§ EXERCISE
Continue the risk assessor documentation below from the point where it stops.

§ EXCERPT PROVIDED
● ● ● ● ●

Resource Extraction¶

The assessor automatically extracts potentially affected resources from code:

Resource Type	Detection Pattern	Example
Files	Quoted paths, `Path()` calls	`file:/tmp/data.csv`
URLs	`http://` or `https://` patterns	`url:https://api.example.com/data`
Database tables	`FROM`, `INTO`, `UPDATE`, `DROP` clauses	`table:users`

Resources are prefixed with their type and limited to 10 total to prevent excessive output.

Impact Estimation¶

Risk Level	Estimated Impact
`CRITICAL`	"Potentially severe and irreversible impact"
`HIGH`	"Significant impact, may require manual intervention to undo"
`MEDIUM`	"Moderate impact, generally reversible"
`LOW`	"Minor impact, easily reversible"
`SAFE`	"No significant impact expected"

Examples¶

Basic Assessment¶

from rlm_code.rlm.approval import RiskAssessor, ToolRiskLevel

assessor = RiskAssessor()

# SAFE action
result = assessor.assess({"action": "code", "code": "print('hello')"})
assert result.level == ToolRiskLevel.SAFE

# MEDIUM action (file write)
result = assessor.assess({
    "action": "code",
    "code": "with open('/tmp/output.txt', 'w') as f: f.write('data')",
})
assert result.level == ToolRiskLevel.MEDIUM
assert "File modification may overwrite existing content" in result.reasons
assert result.reversible is True

# CRITICAL action (recursive delete)
result = assessor.assess({
    "action": "code",
    "code": "import subprocess; subprocess.run(['rm', '-rf', '/home/user/data'])",
})
assert result.level == ToolRiskLevel.CRITICAL
assert result.reversible is False
assert "file:/home/user/data" in result.affected_resources

Multiple Rules Triggered¶

# This code triggers both file_delete (HIGH) and subprocess_exec (MEDIUM)

● ● ● ● ●

§ DATA BELOW
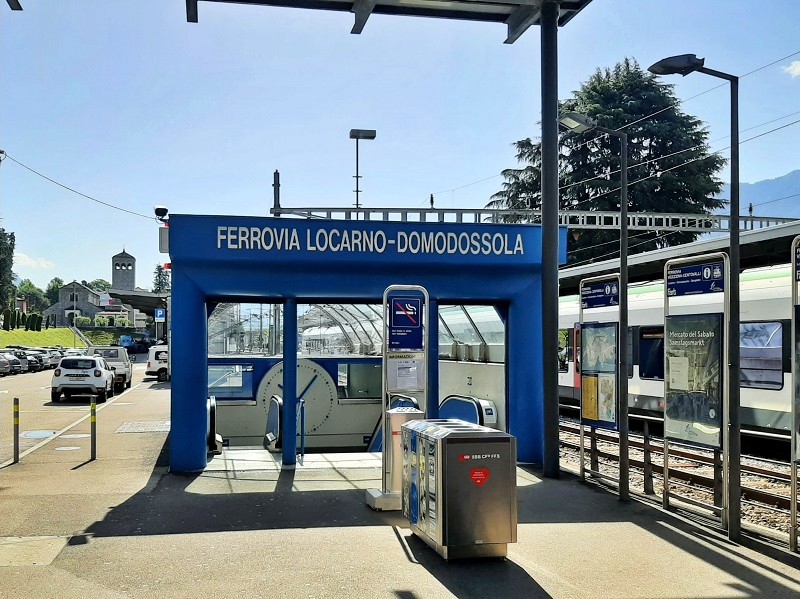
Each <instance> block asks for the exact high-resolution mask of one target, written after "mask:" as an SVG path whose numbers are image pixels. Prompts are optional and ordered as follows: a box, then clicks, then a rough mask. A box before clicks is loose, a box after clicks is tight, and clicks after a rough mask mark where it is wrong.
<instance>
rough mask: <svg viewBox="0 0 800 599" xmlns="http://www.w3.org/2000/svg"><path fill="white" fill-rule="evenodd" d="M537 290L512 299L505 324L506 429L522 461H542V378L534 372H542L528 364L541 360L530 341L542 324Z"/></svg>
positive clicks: (542, 430) (517, 453) (541, 357)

● ● ● ● ●

§ ANSWER SECTION
result = assessor.assess({
    "action": "code",
    "code": """
import subprocess
import os
subprocess.run(['make', 'clean'])
os.remove('/tmp/build.log')
""",
})
# level = HIGH (highest of MEDIUM and HIGH)
# reasons = [
#     "File deletion may cause data loss",        # file_delete
#     "Executing system commands",                  # subprocess_exec
# ]
# reversible = False (file_delete is not reversible)

Custom Risk Rules¶

Adding Pattern-Based Rules¶

from rlm_code.rlm.approval import RiskAssessor
from rlm_code.rlm.approval.policy import RiskRule, ToolRiskLevel

assessor = RiskAssessor()

# Add a rule for detecting API key exposure
assessor.add_rule(RiskRule(
    name="api_key_exposure",
    pattern=r"(API_KEY|SECRET_KEY|PRIVATE_KEY|ACCESS_TOKEN)\s*=",
    risk_level=ToolRiskLevel.HIGH,
    reason="Potential hardcoded API key or secret detected",
    reversible=True,
))

# Add a rule for database modifications
assessor.add_rule(RiskRule(
    name="db_insert",
    pattern=r"INSERT\s+INTO",
    risk_level=ToolRiskLevel.MEDIUM,
    reason="Database insertion detected",
    reversible=True,
))

# Add a rule for Docker operations
assessor.add_rule(RiskRule(
    name="docker_run",
    pattern=r"docker\s+(run|exec|build)",
    risk_level=ToolRiskLevel.MEDIUM,
    reason="Docker container operation detected",
    reversible=True,
))

Adding Callable-Based Rules¶

For complex risk patterns that cannot be expressed as a single regex, use callable rules:

def check_large_file_operation(action: dict) -> bool:
    """Flag operations on files larger than 100MB."""
    code = action.get("code", "")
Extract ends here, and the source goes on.